• TASK
In the records below, find the line that contains "Exercise. Locate the front" and the line that contains "Exercise. Locate the shrub". Set down exactly those lines and every line between them, and nothing more.

- Opening Delimiter -

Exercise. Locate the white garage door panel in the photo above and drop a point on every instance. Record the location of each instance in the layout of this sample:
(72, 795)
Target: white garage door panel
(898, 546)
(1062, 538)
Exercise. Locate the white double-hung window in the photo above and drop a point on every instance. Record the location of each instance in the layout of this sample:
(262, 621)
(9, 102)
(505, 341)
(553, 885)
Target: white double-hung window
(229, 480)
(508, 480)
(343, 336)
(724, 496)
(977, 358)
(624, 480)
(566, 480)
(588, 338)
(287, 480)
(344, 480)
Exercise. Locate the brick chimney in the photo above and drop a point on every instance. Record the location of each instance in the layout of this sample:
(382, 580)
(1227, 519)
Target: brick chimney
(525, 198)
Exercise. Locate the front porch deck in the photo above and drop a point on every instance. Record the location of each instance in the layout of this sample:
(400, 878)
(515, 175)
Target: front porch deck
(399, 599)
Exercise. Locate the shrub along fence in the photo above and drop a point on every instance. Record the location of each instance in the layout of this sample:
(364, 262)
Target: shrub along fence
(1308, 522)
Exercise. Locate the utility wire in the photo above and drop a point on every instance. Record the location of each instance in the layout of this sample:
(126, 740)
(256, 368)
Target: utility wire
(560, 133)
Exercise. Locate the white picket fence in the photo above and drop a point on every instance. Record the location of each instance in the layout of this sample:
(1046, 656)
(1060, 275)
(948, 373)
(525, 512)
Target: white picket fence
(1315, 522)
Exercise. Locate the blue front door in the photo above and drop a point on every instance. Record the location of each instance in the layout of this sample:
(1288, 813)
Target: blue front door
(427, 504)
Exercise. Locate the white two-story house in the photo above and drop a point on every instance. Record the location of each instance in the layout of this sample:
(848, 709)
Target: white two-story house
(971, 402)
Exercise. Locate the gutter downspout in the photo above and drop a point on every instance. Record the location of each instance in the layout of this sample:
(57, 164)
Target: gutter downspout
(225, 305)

- Closing Delimiter -
- Opening Delimiter -

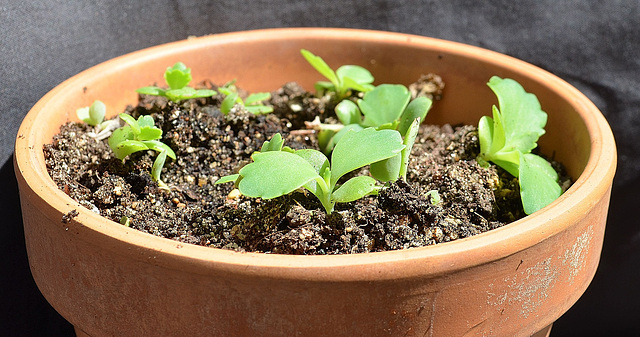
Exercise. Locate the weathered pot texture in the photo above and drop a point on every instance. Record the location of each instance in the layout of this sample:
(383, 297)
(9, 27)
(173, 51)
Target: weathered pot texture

- Closing Delimiter -
- Opening Delimiter -

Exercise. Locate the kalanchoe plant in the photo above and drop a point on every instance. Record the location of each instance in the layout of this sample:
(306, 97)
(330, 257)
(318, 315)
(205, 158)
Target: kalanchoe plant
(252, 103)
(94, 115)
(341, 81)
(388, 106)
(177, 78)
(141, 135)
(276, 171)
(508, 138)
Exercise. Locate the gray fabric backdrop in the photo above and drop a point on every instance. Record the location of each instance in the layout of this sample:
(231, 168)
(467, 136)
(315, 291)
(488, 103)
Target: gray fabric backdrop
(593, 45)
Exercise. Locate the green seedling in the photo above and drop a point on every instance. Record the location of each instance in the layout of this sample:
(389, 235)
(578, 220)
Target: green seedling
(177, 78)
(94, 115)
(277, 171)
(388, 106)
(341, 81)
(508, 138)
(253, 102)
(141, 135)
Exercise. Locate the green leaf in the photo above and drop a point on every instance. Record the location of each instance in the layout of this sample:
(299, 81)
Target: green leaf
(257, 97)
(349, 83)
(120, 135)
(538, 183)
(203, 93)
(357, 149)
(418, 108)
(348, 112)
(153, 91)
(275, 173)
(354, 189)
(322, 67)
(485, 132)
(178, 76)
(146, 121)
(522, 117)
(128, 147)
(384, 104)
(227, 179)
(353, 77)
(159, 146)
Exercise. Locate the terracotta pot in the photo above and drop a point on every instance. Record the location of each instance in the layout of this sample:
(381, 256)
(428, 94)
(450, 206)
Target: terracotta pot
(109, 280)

- Closing Delimiter -

• WRITTEN RESPONSE
Exercise. Locate the front porch deck in the photo above and drop a point on every instance. Record the location of each instance in the layout of this sample:
(400, 878)
(515, 175)
Target: front porch deck
(399, 599)
Exercise. Locate the shrub along fence in the photo above and drop a point on every instance. Record the location of each instance in the layout of this sample:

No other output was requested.